— start MATERIAL SHOWN —

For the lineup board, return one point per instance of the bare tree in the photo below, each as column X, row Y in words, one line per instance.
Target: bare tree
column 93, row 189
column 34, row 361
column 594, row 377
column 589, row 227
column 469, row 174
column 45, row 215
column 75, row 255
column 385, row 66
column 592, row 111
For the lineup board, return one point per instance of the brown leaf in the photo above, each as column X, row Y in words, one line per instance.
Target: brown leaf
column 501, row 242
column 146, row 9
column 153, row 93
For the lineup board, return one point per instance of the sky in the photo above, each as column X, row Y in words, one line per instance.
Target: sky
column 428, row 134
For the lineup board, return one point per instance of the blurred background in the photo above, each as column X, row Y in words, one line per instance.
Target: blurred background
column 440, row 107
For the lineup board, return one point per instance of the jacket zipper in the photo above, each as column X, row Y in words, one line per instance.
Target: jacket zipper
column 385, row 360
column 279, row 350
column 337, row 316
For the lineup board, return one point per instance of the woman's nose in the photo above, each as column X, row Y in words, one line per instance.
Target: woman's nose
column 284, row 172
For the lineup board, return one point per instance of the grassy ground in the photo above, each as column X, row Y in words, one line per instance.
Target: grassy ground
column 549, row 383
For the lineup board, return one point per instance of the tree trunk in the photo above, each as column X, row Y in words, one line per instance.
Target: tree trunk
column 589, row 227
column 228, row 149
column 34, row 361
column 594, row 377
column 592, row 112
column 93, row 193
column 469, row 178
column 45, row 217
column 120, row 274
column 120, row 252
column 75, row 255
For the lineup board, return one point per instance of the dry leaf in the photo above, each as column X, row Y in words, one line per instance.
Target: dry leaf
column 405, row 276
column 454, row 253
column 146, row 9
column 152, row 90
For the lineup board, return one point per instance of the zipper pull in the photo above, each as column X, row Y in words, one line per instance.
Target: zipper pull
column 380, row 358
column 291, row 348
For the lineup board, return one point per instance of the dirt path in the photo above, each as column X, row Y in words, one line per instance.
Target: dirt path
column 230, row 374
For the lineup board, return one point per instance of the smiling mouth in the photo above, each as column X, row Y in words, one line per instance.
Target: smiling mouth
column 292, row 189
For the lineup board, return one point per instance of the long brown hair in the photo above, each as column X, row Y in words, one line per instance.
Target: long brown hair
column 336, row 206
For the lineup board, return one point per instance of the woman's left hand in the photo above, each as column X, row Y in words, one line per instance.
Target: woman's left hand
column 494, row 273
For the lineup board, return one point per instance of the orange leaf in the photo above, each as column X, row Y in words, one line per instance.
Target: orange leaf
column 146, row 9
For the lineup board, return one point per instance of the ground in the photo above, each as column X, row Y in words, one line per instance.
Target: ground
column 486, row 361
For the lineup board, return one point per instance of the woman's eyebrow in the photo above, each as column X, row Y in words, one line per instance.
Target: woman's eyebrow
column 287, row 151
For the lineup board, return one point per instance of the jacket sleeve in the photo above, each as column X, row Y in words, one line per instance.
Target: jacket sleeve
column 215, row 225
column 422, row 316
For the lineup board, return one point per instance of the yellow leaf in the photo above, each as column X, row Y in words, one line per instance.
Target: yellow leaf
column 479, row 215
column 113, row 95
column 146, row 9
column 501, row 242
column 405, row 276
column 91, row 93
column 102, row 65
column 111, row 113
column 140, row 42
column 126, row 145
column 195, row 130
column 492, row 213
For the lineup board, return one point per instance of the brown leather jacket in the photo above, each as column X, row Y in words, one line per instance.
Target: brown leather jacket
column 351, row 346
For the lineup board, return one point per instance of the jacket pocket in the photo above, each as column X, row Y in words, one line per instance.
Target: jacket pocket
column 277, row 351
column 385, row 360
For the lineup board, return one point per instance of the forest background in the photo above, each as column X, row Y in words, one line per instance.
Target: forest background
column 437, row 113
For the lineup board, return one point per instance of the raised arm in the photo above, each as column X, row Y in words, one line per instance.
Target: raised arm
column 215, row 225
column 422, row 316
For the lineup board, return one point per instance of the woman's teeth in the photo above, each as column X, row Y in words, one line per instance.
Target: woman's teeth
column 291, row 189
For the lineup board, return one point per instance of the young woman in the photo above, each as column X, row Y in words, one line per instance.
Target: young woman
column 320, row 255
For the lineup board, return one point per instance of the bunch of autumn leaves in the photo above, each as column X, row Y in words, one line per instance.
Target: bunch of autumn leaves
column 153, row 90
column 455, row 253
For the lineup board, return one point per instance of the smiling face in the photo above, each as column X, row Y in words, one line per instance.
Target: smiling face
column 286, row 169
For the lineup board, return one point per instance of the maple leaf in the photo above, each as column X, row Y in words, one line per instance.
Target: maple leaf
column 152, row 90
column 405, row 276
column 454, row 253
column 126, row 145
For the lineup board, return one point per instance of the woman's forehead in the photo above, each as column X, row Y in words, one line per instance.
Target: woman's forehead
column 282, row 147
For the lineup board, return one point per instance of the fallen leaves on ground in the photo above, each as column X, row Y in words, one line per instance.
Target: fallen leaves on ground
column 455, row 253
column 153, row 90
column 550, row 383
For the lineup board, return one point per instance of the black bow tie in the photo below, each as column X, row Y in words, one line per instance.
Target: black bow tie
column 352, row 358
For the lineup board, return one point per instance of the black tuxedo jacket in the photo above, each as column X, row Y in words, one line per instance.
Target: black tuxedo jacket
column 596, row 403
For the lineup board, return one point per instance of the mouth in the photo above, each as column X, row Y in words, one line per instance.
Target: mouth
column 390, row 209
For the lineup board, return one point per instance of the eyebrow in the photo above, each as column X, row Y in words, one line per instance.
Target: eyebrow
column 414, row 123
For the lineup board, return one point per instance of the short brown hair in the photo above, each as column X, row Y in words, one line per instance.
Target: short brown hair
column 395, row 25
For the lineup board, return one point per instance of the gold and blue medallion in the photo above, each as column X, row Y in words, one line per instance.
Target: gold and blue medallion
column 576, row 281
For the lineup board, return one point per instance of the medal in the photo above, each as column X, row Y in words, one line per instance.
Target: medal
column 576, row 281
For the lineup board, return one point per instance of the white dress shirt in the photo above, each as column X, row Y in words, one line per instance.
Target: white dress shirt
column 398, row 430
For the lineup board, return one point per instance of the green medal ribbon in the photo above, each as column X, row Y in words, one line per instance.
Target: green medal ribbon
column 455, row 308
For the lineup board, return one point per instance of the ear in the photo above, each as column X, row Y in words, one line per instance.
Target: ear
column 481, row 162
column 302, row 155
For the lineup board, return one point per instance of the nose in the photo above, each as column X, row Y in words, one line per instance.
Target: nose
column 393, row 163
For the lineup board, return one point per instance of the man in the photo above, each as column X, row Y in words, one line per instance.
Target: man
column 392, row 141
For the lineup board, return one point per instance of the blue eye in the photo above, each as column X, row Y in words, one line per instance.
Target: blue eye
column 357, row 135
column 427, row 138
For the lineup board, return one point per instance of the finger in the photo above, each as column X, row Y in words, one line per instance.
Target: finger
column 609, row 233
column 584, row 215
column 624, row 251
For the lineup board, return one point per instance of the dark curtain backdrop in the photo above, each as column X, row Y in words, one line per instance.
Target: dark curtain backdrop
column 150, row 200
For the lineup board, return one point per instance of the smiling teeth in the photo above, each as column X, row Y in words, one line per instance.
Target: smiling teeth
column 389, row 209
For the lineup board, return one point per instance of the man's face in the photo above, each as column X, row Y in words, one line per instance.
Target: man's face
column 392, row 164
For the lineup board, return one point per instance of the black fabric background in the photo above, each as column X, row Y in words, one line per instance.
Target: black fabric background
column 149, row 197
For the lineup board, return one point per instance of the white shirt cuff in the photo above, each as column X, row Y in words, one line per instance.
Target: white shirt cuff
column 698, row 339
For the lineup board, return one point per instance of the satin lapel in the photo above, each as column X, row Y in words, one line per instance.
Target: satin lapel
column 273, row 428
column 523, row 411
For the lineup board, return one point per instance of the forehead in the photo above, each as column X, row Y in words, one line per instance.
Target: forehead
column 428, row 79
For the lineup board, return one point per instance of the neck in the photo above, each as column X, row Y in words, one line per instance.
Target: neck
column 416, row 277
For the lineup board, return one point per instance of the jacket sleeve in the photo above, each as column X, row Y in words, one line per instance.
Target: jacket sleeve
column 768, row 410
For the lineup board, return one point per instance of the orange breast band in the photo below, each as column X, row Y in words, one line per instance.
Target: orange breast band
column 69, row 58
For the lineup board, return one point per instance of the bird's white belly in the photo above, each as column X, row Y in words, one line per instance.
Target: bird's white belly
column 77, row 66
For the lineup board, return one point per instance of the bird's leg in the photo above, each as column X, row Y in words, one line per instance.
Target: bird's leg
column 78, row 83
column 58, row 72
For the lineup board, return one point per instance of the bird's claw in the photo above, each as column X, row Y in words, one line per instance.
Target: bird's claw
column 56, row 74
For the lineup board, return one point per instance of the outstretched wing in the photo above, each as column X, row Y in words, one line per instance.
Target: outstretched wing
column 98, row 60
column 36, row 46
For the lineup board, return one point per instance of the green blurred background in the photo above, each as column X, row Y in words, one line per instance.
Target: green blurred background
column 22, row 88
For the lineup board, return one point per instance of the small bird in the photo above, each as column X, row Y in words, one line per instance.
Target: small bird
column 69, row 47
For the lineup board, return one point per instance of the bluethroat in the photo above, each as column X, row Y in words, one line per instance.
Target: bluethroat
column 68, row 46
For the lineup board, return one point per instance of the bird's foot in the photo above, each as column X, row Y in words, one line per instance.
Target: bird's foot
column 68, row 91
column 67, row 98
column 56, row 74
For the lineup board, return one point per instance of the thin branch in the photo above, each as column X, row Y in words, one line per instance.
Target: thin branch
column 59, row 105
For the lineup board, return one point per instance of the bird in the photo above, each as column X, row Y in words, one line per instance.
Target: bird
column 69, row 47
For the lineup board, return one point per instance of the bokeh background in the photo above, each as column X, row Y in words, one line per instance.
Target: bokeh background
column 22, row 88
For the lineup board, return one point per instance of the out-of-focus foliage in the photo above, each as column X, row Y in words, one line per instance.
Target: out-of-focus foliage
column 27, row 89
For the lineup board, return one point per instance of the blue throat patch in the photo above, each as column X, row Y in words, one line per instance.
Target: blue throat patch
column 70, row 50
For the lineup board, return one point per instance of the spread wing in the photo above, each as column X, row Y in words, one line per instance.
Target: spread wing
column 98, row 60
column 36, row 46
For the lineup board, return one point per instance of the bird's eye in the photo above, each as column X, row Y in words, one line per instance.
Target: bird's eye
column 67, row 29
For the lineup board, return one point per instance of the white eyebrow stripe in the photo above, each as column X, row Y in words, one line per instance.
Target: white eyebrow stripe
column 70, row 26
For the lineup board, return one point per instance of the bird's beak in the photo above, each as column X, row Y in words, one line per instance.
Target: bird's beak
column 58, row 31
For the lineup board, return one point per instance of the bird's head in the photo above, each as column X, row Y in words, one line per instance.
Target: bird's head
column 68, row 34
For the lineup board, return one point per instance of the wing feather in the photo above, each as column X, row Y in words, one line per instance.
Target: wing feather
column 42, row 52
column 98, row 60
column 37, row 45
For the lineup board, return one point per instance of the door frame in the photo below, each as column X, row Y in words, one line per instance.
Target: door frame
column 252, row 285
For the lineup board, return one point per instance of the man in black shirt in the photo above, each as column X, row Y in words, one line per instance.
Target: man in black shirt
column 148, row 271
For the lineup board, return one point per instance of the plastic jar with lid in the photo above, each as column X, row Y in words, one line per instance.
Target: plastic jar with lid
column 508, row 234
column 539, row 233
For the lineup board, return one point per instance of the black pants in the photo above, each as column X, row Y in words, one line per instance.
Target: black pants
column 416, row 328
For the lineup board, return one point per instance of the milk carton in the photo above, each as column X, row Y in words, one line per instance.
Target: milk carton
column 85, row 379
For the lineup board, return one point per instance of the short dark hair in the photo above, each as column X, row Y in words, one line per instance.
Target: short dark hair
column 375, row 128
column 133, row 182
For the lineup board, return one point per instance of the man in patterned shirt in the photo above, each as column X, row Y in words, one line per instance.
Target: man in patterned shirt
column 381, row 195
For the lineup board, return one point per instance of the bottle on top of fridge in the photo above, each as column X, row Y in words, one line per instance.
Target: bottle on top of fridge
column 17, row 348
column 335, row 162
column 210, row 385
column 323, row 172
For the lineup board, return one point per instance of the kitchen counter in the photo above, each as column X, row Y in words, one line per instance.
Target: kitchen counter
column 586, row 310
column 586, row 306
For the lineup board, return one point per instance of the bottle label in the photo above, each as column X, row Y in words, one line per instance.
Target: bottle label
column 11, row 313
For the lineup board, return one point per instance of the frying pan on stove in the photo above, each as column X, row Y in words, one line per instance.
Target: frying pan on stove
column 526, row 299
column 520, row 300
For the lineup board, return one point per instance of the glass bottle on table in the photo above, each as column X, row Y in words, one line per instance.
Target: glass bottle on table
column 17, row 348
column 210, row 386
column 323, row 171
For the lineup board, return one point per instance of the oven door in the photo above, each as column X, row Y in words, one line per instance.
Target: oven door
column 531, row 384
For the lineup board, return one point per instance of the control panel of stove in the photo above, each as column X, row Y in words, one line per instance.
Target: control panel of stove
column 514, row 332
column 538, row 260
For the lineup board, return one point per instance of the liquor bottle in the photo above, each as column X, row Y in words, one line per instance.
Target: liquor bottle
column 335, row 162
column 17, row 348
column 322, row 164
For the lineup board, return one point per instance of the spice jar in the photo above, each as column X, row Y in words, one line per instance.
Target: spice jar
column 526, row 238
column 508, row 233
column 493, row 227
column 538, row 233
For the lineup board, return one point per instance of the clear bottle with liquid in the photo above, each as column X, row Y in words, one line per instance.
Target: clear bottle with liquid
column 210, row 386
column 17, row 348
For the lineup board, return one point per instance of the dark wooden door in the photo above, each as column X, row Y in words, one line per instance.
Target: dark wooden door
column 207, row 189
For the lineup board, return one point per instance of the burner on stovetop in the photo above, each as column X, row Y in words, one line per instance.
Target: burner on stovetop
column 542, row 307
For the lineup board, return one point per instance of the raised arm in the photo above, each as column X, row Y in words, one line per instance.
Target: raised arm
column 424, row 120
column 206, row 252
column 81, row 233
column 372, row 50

— end MATERIAL SHOWN —

YOUR OBJECTIVE — Reproduce word for word everything in the records above from the line containing "of the kitchen" down to the line containing "column 586, row 306", with both of those lines included.

ANSWER TO THE EXERCISE —
For the lineup board, return one point per instance of the kitchen counter in the photo above, each as column X, row Y in words, one line per instance.
Target: kitchen counter
column 586, row 310
column 586, row 306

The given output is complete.